### JOB
Copy the data word for word, keeping every line.

### SUPPLIED RECORDS
· · · ·

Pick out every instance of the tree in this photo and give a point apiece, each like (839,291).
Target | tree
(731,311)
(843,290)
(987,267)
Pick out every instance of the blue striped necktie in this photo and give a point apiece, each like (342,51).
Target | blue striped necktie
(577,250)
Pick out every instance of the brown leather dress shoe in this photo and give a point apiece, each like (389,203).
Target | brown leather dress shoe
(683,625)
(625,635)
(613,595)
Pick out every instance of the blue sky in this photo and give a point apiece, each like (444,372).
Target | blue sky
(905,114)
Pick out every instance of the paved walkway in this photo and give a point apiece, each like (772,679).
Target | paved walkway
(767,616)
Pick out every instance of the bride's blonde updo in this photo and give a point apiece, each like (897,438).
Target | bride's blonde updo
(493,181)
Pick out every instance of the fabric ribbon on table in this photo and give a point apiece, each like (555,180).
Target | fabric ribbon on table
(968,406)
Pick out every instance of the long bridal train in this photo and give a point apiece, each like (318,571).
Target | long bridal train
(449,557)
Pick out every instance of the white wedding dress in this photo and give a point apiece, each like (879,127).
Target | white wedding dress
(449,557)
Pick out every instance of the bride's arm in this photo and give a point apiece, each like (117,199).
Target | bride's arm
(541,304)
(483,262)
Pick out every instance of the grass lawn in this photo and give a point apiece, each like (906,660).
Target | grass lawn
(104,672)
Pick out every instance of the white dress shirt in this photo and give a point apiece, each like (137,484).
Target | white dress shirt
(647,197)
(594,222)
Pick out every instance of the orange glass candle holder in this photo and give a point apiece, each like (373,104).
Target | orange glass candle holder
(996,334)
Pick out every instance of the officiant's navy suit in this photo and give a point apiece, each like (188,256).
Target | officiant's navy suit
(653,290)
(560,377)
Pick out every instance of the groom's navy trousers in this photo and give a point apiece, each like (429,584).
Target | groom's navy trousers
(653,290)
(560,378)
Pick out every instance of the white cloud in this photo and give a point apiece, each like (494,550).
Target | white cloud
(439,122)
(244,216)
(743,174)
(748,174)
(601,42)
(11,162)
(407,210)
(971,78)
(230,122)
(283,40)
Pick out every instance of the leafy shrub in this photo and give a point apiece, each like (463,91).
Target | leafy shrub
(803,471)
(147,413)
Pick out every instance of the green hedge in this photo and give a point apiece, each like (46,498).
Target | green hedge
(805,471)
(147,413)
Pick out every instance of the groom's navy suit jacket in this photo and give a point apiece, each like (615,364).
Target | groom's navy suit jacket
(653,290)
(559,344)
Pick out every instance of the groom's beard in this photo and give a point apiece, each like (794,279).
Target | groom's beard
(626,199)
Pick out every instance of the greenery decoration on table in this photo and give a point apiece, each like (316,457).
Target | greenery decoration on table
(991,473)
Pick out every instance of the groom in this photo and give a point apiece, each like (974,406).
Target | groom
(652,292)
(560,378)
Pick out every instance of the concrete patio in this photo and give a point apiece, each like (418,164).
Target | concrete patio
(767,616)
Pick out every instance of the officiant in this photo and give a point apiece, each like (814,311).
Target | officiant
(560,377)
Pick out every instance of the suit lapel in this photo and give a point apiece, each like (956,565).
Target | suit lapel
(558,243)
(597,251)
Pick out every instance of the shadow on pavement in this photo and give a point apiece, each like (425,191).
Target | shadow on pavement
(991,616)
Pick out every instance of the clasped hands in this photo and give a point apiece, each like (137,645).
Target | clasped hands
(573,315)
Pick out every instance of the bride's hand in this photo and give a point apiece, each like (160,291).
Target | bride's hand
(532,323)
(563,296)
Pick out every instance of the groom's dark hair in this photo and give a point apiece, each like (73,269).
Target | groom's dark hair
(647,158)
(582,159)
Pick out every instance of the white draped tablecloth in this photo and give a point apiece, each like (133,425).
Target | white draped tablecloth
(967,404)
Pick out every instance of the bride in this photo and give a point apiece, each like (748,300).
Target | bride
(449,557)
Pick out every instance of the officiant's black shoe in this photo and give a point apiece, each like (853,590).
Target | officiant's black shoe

· · · ·

### PROBLEM SOLUTION
Pick out every instance of the tree in this photo and give a point apiece, each like (839,291).
Target | tree
(731,311)
(843,290)
(987,267)
Pick out every instance of the blue striped necktie in this photo and give a point apiece, each like (342,51).
Target | blue striped necktie
(577,250)
Pick out every instance of the brown leather dress shoe in this photo and give a point apiece, each like (389,203).
Target | brown leather dress shoe
(683,625)
(625,635)
(613,595)
Pick out every instance of the blue sky in this photo and give a point apiece, each like (444,372).
Target | blue sky
(905,114)
Pick out every instance of the paved walkway in this photo and give a point apiece, each like (772,679).
Target | paved walkway
(767,616)
Pick out every instance of the bride's blonde updo in this photo and give a point apiece, each like (897,438).
Target | bride's blonde updo
(493,181)
Pick out every instance of the fabric ribbon on table in this photo and give a point apiece, each like (555,180).
Target | fabric ribbon on table
(968,406)
Pick out every instance of the long bridal train in this photo and give a point apiece, each like (318,571).
Target | long bridal train
(449,557)
Pick out every instance of the white wedding dress in this photo and give a point apiece, each like (879,127).
Target | white wedding dress
(449,557)
Pick out every instance of the bride's arm in this photo and give a point apiece, each like (117,199).
Target | bride's arm
(541,304)
(483,262)
Pick out every instance of the grass lawn in this photo and give a point apiece, each like (906,660).
Target | grass lawn
(104,672)
Pick out every instance of the white dress shirt in this photo and give a point apiece, each like (137,484).
Target | white dress shirt
(647,197)
(594,222)
Pick out every instance of the orange glass candle holder in this photo and give a point apiece, each like (373,104).
Target | orange glass candle holder
(996,334)
Pick out every instance of the officiant's navy suit in this photo and give a point apiece, each like (188,256).
Target | officiant's navy suit
(653,290)
(560,377)
Pick out every instance of the groom's navy trousers in this photo and give a point apiece, each like (429,584).
Target | groom's navy trousers
(653,290)
(560,378)
Pick out every instance of the white cloud in this photo and give a point apiece, each like (494,550).
Target | white cloud
(439,122)
(244,216)
(743,174)
(748,174)
(601,42)
(11,162)
(407,210)
(971,78)
(230,122)
(283,40)
Pick out every instance of the leafy shrub in this photo and give a point apiece, each like (463,91).
Target | leafy shrub
(803,471)
(147,413)
Pick out every instance of the green hedge in this photo and give a point apiece, each like (46,498).
Target | green hedge
(805,471)
(147,413)
Pick out every instance of the groom's navy suit jacket in this photo and give a point apiece, each like (615,364).
Target | groom's navy suit jacket
(653,290)
(559,344)
Pick out every instance of the groom's beard in this photo and give a point apiece, each like (794,279).
Target | groom's beard
(626,199)
Pick out every instance of the greenery decoration on table in this photo and give a point apiece, each like (316,457).
Target | greenery decoration on table
(991,473)
Pick out every instance of the groom in this photo and give a point apiece, each like (974,406).
Target | groom
(652,292)
(560,378)
Pick out every instance of the concrete patio in this photo and give a point apiece, each like (418,164).
Target | concrete patio
(767,616)
Pick out every instance of the officiant in this photo and give a point apiece, each like (814,311).
Target | officiant
(560,377)
Pick out every instance of the suit lapel in this photo and give a point apiece, each like (956,565).
Target | suit lapel
(558,243)
(597,251)
Pick out every instance of the shadow on pavement in this photo and give a point apiece, each like (425,191).
Target | shadow on pavement
(991,616)
Pick out every instance of the clasped hands in this photo and give a point apiece, each like (137,645).
Target | clasped hands
(573,315)
Pick out every instance of the bride's hand in this photo and give a point apiece, each like (160,291).
Target | bride's hand
(532,323)
(563,296)
Pick out every instance of the groom's dark hair in this photo and give a point apiece, each like (73,269).
Target | groom's dark hair
(647,158)
(582,159)
Pick out every instance of the white draped tablecloth in this photo and give a point apiece, each like (133,425).
Target | white draped tablecloth
(967,404)
Pick out every instance of the bride in this photo and give a point apiece, each like (748,300).
Target | bride
(449,557)
Pick out every instance of the officiant's black shoe in this photo and give a point apiece, each like (853,590).
Target | officiant's black shoe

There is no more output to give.